### PASSAGE TO READ
Evidence of the Relationship between Predictor and Related Outcomes

  • Gleason and Stout (2014) study whether respondents feel like their opinion matters to their representatives (internal political efficacy) by comparing Black individuals living in congressional districts with white representatives with Black individuals living in districts with Black representatives. For example, Black individuals were asked to rank their agreement (on a five-point scale from strongly agree to strongly disagree) with the following statement: “people like me have no say in what government does.” Of those who strongly disagree with that statement, 35.2 percent have a Black representative in their district compared with 26.4 percent who do not have a Black representative in their district. The results from this study indicate that Black individuals who are represented by Black officials feel more confident that they can influence public policy than their counterparts who are located in districts with non-Black representatives (Gleason and Stout 2014).
  • Fowler, Merolla, and Sellers (2012) define descriptive representation as whether an individual is represented at the congressional level by someone they share an ethnicity with, looking at the incumbent serving in the US House of Representatives for a district. Respondents were asked about their level of interest in following campaigns on a three-point scale from “not much” to “very interested.” They were also asked how much they care who wins the House election. Response options were on a four-point scale ranging from “not at all” to a “great deal.” The authors find that the share of Black individuals very interested in following campaigns is 10 percentage points higher for those living in districts with a Black representative compared with those in districts without a Black representative. They also find that the share of Black individuals who care a great deal about who wins the House election is 11.6 percentage points higher among those living in districts with a Black representative compared with those in districts without one. Further, having a Black representative increases the probability of Black individuals voting in the House election by 9 percentage points. Respondents were also asked a battery of questions about whether they engaged in the following activities in their community (on a scale of 0 to 3): community work, contact with an official, and meetings on school or community issues. These responses were combined into a scale measuring respondents’ level of community engagement. Black individuals living in a district with a Black representative have a higher probability of being in the highest level of community engagement by 2.3 percentage points. Having a Black representative increases Black resident general community engagement, defined as community work, contact with an official, or attendance of a meeting on school or community issues, although the effects of having a Black representative are weaker for general community engagement compared with political interest and voting behavior. The effects of living in a district with a Latino representative for Latino respondents on political attentiveness and engagement are much weaker among Latino individuals than among Black individuals, with none of the variables statically significant.
######
### PROVIDED RECORDS
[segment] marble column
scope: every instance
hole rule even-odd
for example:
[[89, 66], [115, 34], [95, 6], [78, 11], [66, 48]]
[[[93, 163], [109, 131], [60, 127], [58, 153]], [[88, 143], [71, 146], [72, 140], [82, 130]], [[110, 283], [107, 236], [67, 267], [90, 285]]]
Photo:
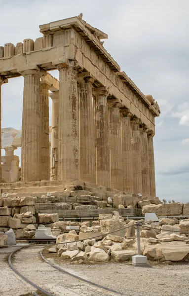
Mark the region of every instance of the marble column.
[[41, 100], [40, 71], [21, 72], [24, 77], [22, 127], [21, 180], [39, 181], [41, 170]]
[[95, 104], [96, 182], [111, 187], [107, 97], [104, 87], [93, 89]]
[[[6, 83], [8, 80], [0, 75], [0, 131], [1, 130], [1, 85]], [[0, 159], [1, 158], [1, 133], [0, 133]], [[0, 163], [0, 182], [2, 180], [1, 161]]]
[[138, 118], [132, 119], [132, 148], [133, 166], [134, 193], [143, 194], [142, 164], [141, 164], [141, 138]]
[[59, 111], [59, 91], [50, 93], [52, 99], [51, 176], [52, 180], [58, 177], [58, 113]]
[[123, 190], [134, 193], [133, 153], [131, 145], [131, 113], [121, 110]]
[[153, 137], [154, 133], [152, 131], [149, 131], [148, 133], [148, 144], [149, 150], [149, 179], [150, 196], [155, 197], [155, 166], [153, 152]]
[[49, 110], [48, 91], [51, 86], [45, 80], [45, 76], [40, 81], [40, 95], [41, 102], [41, 180], [50, 180], [49, 157]]
[[58, 179], [78, 180], [77, 71], [74, 61], [59, 64], [57, 67], [60, 72]]
[[95, 183], [94, 110], [92, 83], [94, 79], [78, 74], [80, 180]]
[[141, 165], [142, 180], [143, 183], [143, 196], [150, 196], [150, 178], [149, 150], [147, 133], [149, 129], [145, 126], [141, 126], [140, 134], [141, 138]]
[[121, 125], [118, 102], [108, 102], [111, 188], [123, 190]]

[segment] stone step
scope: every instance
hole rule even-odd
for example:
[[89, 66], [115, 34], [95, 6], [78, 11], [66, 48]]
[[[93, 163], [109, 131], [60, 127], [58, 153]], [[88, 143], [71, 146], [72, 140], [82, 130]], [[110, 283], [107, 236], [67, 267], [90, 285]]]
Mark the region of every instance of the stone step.
[[[49, 206], [49, 205], [48, 205]], [[122, 216], [136, 217], [142, 214], [142, 211], [140, 209], [75, 209], [65, 210], [62, 209], [38, 209], [39, 213], [52, 214], [58, 213], [59, 217], [98, 217], [99, 214], [111, 214], [113, 211], [117, 211], [119, 215]]]

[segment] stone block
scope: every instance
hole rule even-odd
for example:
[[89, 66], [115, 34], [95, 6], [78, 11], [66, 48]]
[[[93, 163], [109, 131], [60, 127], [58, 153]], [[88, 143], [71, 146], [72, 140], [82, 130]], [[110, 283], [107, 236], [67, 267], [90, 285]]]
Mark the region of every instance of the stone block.
[[171, 234], [171, 233], [176, 233], [180, 235], [181, 228], [179, 225], [172, 226], [172, 225], [162, 225], [161, 233], [163, 233], [168, 231], [169, 232], [169, 234]]
[[35, 199], [34, 197], [27, 196], [21, 198], [19, 203], [19, 206], [23, 207], [24, 206], [35, 206]]
[[13, 208], [11, 210], [11, 216], [13, 217], [15, 214], [20, 214], [20, 208]]
[[8, 216], [0, 216], [0, 226], [6, 227], [8, 226]]
[[101, 227], [101, 232], [103, 234], [108, 233], [117, 230], [117, 231], [113, 232], [113, 235], [125, 237], [125, 229], [118, 231], [118, 229], [123, 228], [126, 226], [125, 224], [121, 220], [118, 219], [103, 219], [100, 221], [100, 224]]
[[183, 216], [189, 216], [189, 203], [184, 205], [183, 209]]
[[31, 212], [33, 215], [35, 213], [35, 207], [34, 206], [25, 206], [22, 207], [20, 209], [20, 214], [24, 214], [27, 212]]
[[21, 42], [17, 43], [15, 47], [15, 55], [22, 54], [23, 52], [23, 44]]
[[0, 208], [0, 216], [9, 216], [11, 212], [11, 209], [8, 207]]
[[3, 207], [4, 204], [4, 198], [0, 197], [0, 207]]
[[129, 261], [132, 256], [136, 255], [135, 251], [123, 250], [123, 251], [113, 251], [111, 252], [112, 258], [116, 261], [123, 262]]
[[34, 42], [34, 50], [41, 50], [43, 48], [43, 37], [36, 39]]
[[6, 43], [4, 44], [4, 57], [7, 58], [14, 55], [15, 47], [12, 43]]
[[8, 237], [6, 234], [0, 232], [0, 246], [5, 246], [7, 242]]
[[34, 50], [34, 41], [32, 39], [25, 39], [24, 40], [23, 53], [33, 51]]
[[89, 238], [95, 237], [95, 239], [98, 240], [102, 239], [102, 236], [101, 232], [79, 232], [79, 239], [85, 240]]
[[20, 219], [14, 219], [10, 217], [8, 219], [8, 226], [13, 229], [20, 228], [21, 221]]
[[81, 196], [82, 195], [90, 195], [91, 194], [91, 192], [90, 192], [89, 191], [85, 191], [84, 190], [79, 190], [71, 191], [71, 196], [73, 196], [74, 197], [77, 197]]
[[177, 216], [182, 215], [184, 204], [182, 202], [158, 205], [148, 205], [143, 208], [143, 214], [155, 213], [157, 216]]
[[0, 59], [4, 57], [4, 47], [0, 46]]

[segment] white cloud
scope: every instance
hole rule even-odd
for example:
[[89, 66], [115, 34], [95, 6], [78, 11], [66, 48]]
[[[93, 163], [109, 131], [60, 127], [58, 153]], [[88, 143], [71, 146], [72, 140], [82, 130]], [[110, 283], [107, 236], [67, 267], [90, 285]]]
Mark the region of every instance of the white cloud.
[[181, 143], [183, 145], [188, 145], [189, 144], [189, 139], [183, 139]]

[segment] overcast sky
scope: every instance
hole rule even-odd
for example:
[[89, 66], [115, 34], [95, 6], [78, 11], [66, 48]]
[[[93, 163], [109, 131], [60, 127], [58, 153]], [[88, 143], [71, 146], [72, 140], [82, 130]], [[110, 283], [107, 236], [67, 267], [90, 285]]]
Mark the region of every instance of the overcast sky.
[[[108, 35], [105, 48], [161, 109], [154, 137], [156, 196], [189, 202], [189, 0], [0, 0], [0, 46], [35, 40], [39, 25], [80, 12]], [[2, 127], [21, 129], [23, 86], [19, 77], [1, 88]]]

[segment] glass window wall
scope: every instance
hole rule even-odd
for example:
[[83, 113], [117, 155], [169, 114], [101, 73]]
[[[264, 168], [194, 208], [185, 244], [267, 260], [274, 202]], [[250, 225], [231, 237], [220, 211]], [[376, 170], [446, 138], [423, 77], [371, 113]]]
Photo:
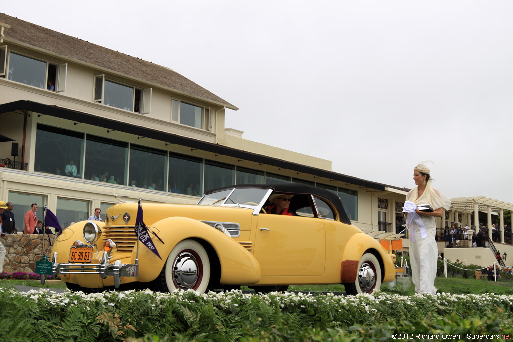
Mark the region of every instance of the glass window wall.
[[238, 184], [263, 184], [264, 172], [256, 170], [237, 167]]
[[32, 203], [37, 205], [36, 216], [37, 219], [43, 222], [43, 211], [45, 206], [45, 197], [42, 195], [9, 192], [6, 202], [12, 204], [12, 212], [14, 216], [14, 229], [18, 231], [18, 234], [23, 232], [23, 228], [25, 227], [23, 219], [25, 217], [25, 213], [30, 210]]
[[[205, 161], [205, 191], [235, 184], [235, 166], [212, 160]], [[199, 196], [203, 194], [199, 194]]]
[[64, 229], [73, 223], [87, 220], [90, 216], [90, 204], [87, 200], [57, 198], [55, 216], [61, 226]]
[[86, 142], [86, 179], [127, 185], [128, 144], [94, 135]]
[[130, 145], [130, 186], [165, 191], [166, 154], [164, 151]]
[[37, 124], [34, 171], [82, 178], [84, 133]]
[[169, 192], [190, 196], [203, 194], [203, 159], [169, 154]]

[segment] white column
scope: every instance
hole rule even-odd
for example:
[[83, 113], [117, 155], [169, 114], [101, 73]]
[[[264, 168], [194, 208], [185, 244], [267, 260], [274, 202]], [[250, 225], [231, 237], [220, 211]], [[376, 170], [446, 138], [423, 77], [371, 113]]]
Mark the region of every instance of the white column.
[[501, 211], [499, 212], [500, 217], [500, 223], [501, 225], [501, 243], [502, 244], [504, 243], [504, 210], [501, 209]]
[[479, 205], [477, 203], [474, 205], [474, 225], [476, 226], [476, 228], [474, 230], [476, 231], [476, 233], [477, 234], [479, 232], [479, 229], [481, 228], [479, 227]]
[[493, 231], [493, 227], [491, 226], [491, 207], [490, 206], [487, 206], [488, 207], [488, 237], [491, 239], [492, 232]]

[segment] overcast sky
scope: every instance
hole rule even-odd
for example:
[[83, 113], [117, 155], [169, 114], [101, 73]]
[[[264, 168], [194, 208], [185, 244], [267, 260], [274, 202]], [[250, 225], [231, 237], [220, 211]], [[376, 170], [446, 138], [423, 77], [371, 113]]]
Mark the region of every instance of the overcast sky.
[[4, 2], [171, 68], [239, 107], [244, 137], [449, 197], [513, 203], [513, 2]]

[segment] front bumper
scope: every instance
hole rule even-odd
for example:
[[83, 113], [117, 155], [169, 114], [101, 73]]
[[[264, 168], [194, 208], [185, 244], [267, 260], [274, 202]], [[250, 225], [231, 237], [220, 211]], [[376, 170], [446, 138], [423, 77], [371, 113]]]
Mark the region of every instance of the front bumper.
[[105, 253], [99, 264], [58, 264], [57, 253], [54, 252], [52, 258], [52, 277], [54, 278], [59, 274], [98, 274], [102, 279], [106, 279], [112, 276], [114, 277], [114, 286], [117, 289], [121, 277], [139, 276], [139, 263], [136, 259], [135, 265], [122, 264], [119, 260], [109, 264], [109, 259]]

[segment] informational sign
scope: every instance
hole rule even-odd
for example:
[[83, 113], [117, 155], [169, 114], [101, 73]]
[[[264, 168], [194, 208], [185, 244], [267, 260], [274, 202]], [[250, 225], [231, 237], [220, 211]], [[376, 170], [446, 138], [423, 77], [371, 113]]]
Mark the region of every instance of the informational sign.
[[41, 260], [35, 262], [36, 274], [51, 275], [52, 263], [48, 261], [46, 255], [43, 255]]

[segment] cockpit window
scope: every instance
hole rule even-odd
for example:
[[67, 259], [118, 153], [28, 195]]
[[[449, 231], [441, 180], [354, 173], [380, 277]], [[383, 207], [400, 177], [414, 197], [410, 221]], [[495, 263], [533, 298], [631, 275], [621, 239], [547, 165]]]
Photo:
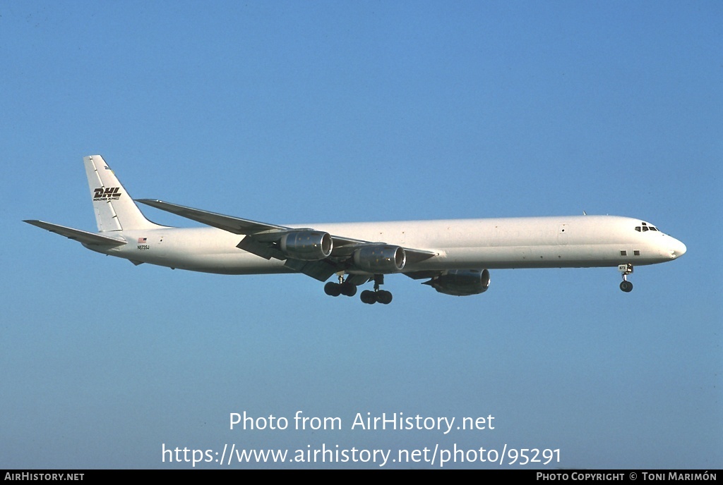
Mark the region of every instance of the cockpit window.
[[655, 226], [649, 226], [647, 222], [642, 222], [641, 224], [643, 225], [636, 226], [635, 230], [638, 231], [638, 232], [645, 232], [646, 231], [657, 231], [659, 232], [660, 232], [660, 230], [656, 227]]

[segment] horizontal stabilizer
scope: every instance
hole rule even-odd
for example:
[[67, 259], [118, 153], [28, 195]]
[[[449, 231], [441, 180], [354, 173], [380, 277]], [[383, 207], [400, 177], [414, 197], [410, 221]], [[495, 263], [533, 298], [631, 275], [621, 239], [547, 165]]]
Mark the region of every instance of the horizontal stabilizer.
[[99, 246], [121, 246], [124, 244], [126, 244], [126, 241], [119, 237], [101, 236], [100, 235], [95, 234], [95, 232], [81, 231], [80, 229], [66, 227], [65, 226], [60, 226], [57, 224], [51, 224], [50, 222], [35, 220], [23, 221], [23, 222], [27, 222], [27, 224], [31, 224], [33, 226], [36, 226], [41, 229], [45, 229], [51, 232], [59, 234], [61, 236], [65, 236], [69, 239], [75, 240], [83, 244]]

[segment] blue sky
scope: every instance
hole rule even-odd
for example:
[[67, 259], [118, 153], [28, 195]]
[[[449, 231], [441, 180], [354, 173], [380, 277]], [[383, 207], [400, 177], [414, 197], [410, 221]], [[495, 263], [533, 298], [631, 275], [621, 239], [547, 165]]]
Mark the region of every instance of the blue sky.
[[[2, 2], [0, 217], [20, 238], [0, 255], [0, 464], [456, 445], [720, 468], [722, 20], [714, 1]], [[388, 276], [388, 306], [135, 267], [21, 222], [95, 230], [96, 153], [134, 197], [271, 223], [586, 211], [688, 253], [627, 294], [615, 268], [498, 270], [466, 297]], [[228, 429], [299, 410], [344, 427]], [[367, 412], [496, 426], [349, 429]]]

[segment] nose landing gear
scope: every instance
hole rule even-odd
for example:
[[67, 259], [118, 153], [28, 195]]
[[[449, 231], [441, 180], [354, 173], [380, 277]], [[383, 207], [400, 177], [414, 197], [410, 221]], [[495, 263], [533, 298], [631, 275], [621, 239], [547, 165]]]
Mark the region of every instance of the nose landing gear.
[[617, 266], [617, 271], [623, 274], [623, 282], [620, 283], [620, 289], [625, 293], [633, 291], [633, 284], [628, 281], [628, 275], [633, 273], [633, 264], [620, 264]]

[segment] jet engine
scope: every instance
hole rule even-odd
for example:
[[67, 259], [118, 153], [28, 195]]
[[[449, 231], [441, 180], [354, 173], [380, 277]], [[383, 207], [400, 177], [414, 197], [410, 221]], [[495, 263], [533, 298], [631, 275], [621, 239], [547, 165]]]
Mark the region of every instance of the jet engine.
######
→ GOAL 1
Translate this sentence from the passage on representation and political engagement into Spanish: "They were also asked how much they care who wins the House election."
→ GOAL 2
Please write what follows the last sentence of the passage on representation and political engagement.

→ REPLY 1
También se les preguntó cuánto les importa quién gane la elección a la Cámara.

→ REPLY 2
  • Rocha and colleagues (2010) show that, holding all other factors constant, Black residents in states with a higher share of Black lawmakers in the state legislature are significantly more likely to vote than an identical Black person residing in a state with less representation in the legislature. This finding holds over time (1996 to 2006) and election type (congressional and presidential); it also applies to Latino residents.

How Investments Can Influence the Predictor at State or Local Levels

Local initiatives could be targeted to encourage more people from disinvested communities to run for office and offer resources to support their campaigns. This may then increase the chances of individuals from underrepresented groups holding office. Further, increasing the awareness in communities about existing descriptive representation in their governments’ bodies may also motivate a more diverse pool of people to run for office. One method to promote descriptive representation is cumulative voting (Rausch 2001). Cumulative voting is an at-large voting system where voters are given a certain number of votes, and the exact number of votes is determined by the number of electoral seats to be filled (Rausch 2001). Cumulative voting gives voters from underrepresented groups the ability to organize and pool votes toward candidates they feel best represent them (Grofman 1981). This ensures the voices of all groups are heard.


The primary reference is marked with an asterisk.

*Gleason, Shane, and Christopher Stout. 2014. “Who is Empowering Who: Exploring the Causal Relationship between Descriptive Representation and Black Empowerment.” Journal of Black Studies 45 (7): 635–59.

Grofman, Bernard 1981. “Alternatives to Single-Member Plurality Districts: Legal and Empirical Issues.” Policy Studies Journal 9: 875-898.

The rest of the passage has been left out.